Task goal - Starting at the line with "the blue barrier", transcribe each line through the final one, both included, and add nothing.
------
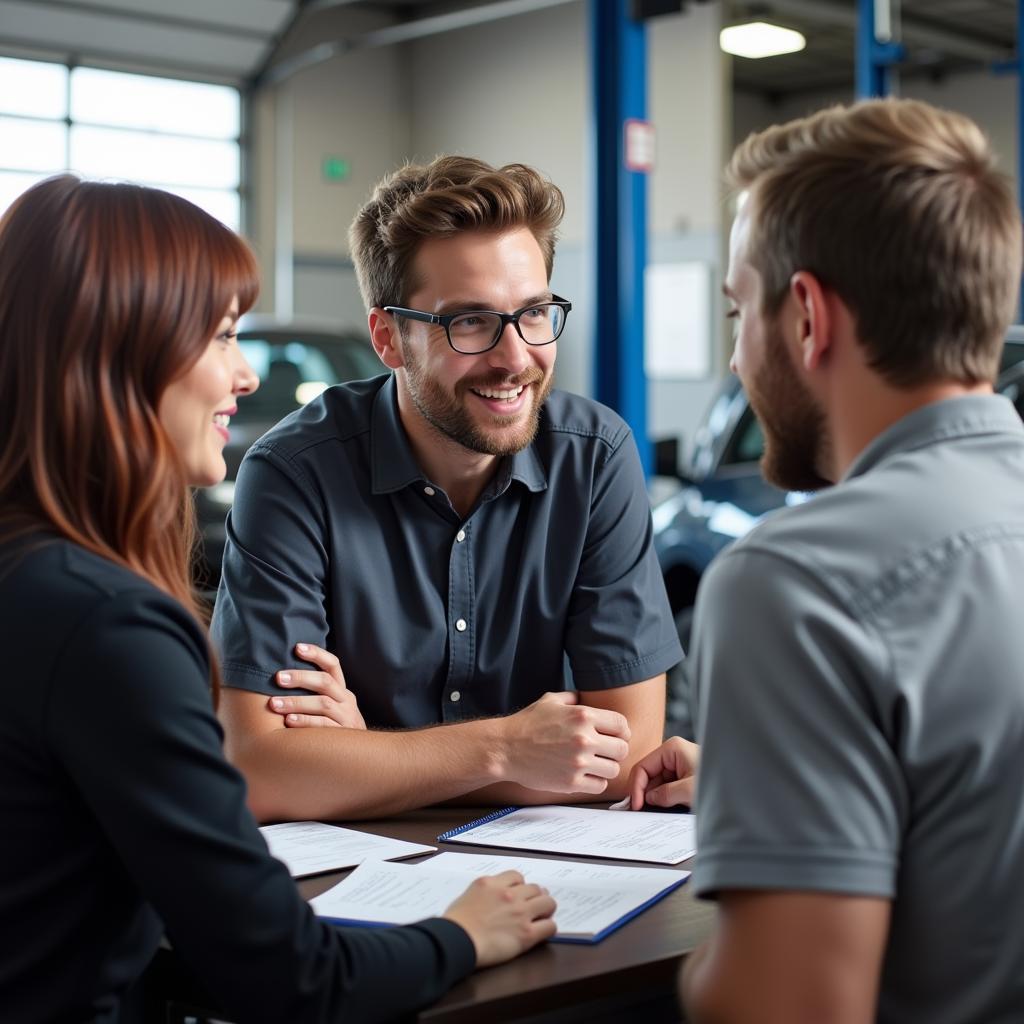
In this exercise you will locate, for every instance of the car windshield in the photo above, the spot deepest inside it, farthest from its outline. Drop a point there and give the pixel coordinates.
(295, 369)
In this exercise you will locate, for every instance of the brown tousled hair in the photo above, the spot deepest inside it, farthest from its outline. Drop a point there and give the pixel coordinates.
(108, 294)
(898, 207)
(440, 199)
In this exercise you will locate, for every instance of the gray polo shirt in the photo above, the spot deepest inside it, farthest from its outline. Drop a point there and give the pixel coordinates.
(859, 673)
(336, 538)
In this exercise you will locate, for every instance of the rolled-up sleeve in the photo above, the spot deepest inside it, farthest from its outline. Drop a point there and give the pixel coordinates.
(620, 628)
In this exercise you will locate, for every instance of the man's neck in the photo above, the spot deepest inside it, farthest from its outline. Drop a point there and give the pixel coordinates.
(866, 408)
(460, 472)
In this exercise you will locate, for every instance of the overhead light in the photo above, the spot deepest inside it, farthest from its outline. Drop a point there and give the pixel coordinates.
(759, 39)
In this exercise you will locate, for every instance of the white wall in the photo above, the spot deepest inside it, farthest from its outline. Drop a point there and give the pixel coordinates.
(517, 89)
(989, 99)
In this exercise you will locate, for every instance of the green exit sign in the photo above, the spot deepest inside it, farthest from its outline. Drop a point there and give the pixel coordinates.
(336, 169)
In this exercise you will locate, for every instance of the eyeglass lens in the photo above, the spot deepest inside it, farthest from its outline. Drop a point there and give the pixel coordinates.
(475, 332)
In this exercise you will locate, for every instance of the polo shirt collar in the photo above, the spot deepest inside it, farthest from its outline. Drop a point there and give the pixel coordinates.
(939, 421)
(393, 466)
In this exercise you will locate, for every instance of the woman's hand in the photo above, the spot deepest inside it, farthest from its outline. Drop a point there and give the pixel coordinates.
(504, 916)
(332, 704)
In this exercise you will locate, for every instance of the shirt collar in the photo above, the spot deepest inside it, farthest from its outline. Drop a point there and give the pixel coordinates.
(393, 465)
(939, 421)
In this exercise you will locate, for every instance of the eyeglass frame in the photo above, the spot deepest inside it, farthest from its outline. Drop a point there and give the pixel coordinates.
(444, 320)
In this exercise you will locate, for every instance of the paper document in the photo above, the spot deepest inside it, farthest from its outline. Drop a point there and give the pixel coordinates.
(593, 899)
(585, 832)
(311, 847)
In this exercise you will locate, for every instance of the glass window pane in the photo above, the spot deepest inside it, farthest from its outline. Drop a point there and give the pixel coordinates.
(33, 88)
(156, 160)
(108, 97)
(33, 145)
(13, 183)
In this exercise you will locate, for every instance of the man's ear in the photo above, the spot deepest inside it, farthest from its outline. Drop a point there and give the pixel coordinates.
(384, 337)
(813, 318)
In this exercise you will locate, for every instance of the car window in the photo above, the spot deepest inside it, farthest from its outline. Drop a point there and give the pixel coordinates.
(295, 370)
(747, 443)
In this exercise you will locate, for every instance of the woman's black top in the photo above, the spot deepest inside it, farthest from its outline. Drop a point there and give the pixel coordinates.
(120, 820)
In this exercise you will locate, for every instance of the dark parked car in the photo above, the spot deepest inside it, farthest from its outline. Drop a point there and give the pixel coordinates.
(295, 363)
(720, 493)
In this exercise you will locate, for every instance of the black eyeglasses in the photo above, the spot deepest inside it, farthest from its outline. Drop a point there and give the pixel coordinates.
(475, 331)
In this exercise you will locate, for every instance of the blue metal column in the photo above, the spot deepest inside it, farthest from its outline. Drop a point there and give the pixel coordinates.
(619, 61)
(873, 58)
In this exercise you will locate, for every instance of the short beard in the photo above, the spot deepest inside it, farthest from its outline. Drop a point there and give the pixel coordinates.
(797, 441)
(449, 416)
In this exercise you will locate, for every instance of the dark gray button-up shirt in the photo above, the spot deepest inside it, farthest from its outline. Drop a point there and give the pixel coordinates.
(336, 538)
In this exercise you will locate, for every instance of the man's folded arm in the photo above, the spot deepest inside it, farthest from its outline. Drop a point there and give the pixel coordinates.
(294, 774)
(556, 748)
(642, 705)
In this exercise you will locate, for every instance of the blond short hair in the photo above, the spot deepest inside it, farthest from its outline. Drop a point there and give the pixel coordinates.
(898, 207)
(446, 197)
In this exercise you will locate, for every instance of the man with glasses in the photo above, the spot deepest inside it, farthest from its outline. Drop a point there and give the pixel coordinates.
(454, 561)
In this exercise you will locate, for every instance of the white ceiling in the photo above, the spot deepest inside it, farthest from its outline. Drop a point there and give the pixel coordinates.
(222, 40)
(232, 40)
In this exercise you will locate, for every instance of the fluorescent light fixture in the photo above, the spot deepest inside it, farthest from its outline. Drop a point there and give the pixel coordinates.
(759, 39)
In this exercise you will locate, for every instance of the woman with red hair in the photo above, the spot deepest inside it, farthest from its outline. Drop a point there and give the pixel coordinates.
(119, 373)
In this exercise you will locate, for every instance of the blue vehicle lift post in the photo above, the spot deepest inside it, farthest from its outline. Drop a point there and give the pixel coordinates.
(619, 76)
(875, 56)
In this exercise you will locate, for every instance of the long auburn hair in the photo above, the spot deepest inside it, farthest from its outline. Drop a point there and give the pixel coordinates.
(109, 293)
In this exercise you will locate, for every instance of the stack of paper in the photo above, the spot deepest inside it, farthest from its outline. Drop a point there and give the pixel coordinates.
(311, 847)
(585, 832)
(593, 899)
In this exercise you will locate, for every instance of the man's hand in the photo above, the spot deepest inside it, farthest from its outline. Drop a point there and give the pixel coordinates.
(666, 777)
(560, 745)
(332, 705)
(503, 916)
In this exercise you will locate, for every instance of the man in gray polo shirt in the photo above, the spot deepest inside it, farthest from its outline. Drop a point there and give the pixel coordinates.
(859, 659)
(444, 539)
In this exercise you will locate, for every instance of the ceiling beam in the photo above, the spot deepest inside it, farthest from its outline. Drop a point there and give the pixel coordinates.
(912, 32)
(146, 17)
(402, 33)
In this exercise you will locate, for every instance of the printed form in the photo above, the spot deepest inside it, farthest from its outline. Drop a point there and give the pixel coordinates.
(593, 899)
(312, 847)
(586, 832)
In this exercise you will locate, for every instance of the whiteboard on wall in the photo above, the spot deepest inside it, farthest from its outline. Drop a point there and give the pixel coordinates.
(678, 310)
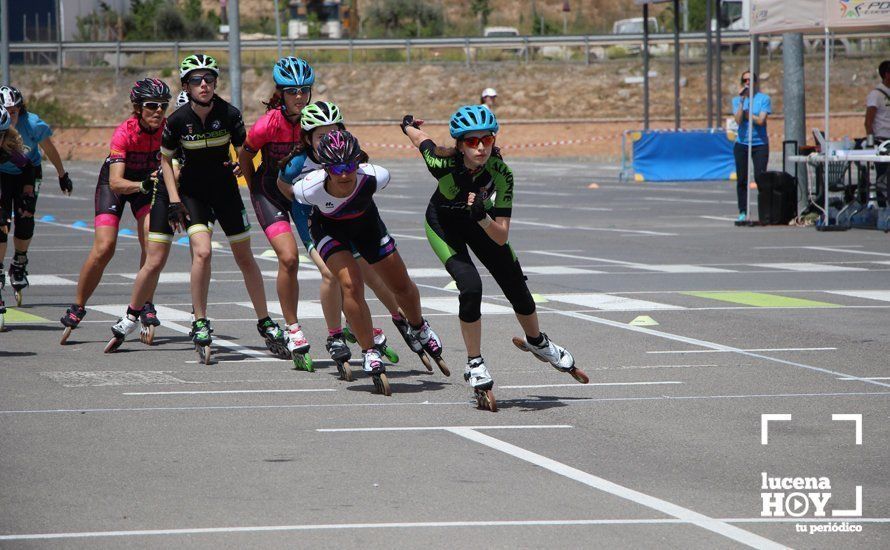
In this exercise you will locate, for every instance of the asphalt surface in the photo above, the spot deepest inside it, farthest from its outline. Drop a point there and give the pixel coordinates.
(690, 329)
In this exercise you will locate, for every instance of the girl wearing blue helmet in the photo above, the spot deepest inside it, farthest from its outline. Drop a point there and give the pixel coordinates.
(470, 210)
(275, 134)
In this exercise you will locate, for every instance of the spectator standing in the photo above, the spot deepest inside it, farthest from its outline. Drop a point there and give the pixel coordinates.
(759, 140)
(877, 125)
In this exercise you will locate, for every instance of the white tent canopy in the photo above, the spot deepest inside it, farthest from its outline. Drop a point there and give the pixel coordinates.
(780, 16)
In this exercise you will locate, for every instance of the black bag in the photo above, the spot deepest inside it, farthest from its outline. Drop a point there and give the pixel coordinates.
(776, 198)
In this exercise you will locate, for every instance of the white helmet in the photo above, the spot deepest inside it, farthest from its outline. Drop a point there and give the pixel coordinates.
(181, 99)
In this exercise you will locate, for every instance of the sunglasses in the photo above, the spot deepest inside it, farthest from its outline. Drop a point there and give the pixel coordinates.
(342, 169)
(155, 105)
(294, 90)
(196, 80)
(473, 142)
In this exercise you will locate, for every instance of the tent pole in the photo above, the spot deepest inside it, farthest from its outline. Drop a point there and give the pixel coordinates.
(676, 64)
(645, 66)
(750, 170)
(827, 147)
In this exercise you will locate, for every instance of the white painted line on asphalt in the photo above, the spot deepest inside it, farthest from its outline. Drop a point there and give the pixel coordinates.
(447, 428)
(570, 402)
(660, 268)
(863, 252)
(581, 228)
(712, 345)
(557, 270)
(810, 267)
(576, 385)
(222, 392)
(663, 506)
(880, 295)
(450, 305)
(346, 526)
(608, 302)
(734, 351)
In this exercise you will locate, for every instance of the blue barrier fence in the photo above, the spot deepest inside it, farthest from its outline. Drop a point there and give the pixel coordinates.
(685, 155)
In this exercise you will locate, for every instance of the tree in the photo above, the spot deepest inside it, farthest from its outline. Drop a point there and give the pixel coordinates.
(481, 9)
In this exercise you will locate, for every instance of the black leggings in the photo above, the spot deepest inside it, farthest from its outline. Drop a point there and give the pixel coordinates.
(11, 186)
(450, 235)
(760, 159)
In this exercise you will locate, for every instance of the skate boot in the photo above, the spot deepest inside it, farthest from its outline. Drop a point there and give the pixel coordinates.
(71, 320)
(124, 326)
(340, 354)
(149, 318)
(372, 363)
(556, 355)
(379, 343)
(476, 373)
(274, 337)
(298, 347)
(200, 335)
(405, 330)
(431, 345)
(18, 276)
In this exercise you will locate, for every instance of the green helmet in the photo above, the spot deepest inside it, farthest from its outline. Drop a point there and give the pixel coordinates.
(320, 113)
(195, 62)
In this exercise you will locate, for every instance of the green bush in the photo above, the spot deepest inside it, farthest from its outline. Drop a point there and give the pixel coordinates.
(54, 113)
------
Final answer -
In this exercise you will locate, for every instance of the blue barrier fence in the photo above, the spot deepest inside it, farthest from its outline. Drop a point there and give the pixel coordinates.
(685, 155)
In this exercise you will locate, for every instance of the tree in the photo above, the spot deepest inside it, farthest from its outline. Drop a point there and give the pixel coordinates.
(481, 9)
In this exercise you will locate, for every instance of the black leggings in the photo above, the spot deepest inside it, farthest from its outline. Drop a point there and give the pixel coordinates.
(11, 186)
(450, 235)
(760, 159)
In this exercise you will locate, for every instance of the skate boot in the photo above, the spot deepest inside it, farthest from its outline. Drop a point there and give the pixel coordinates.
(71, 320)
(124, 326)
(340, 354)
(149, 318)
(372, 363)
(556, 355)
(379, 343)
(476, 373)
(274, 337)
(298, 347)
(200, 335)
(405, 330)
(431, 345)
(18, 276)
In this exercise you will locate, for every instance of the green helmet in the photo above, the spot deepest inside it, farthest from its outline. Drop a point there and give the pixel coordinates.
(320, 113)
(195, 62)
In this exercise you will locate, for every instance of the green bush in the photo above, the spot deepest inside it, farthest from its outline. Drop a point there and give the pixel coordinates.
(54, 113)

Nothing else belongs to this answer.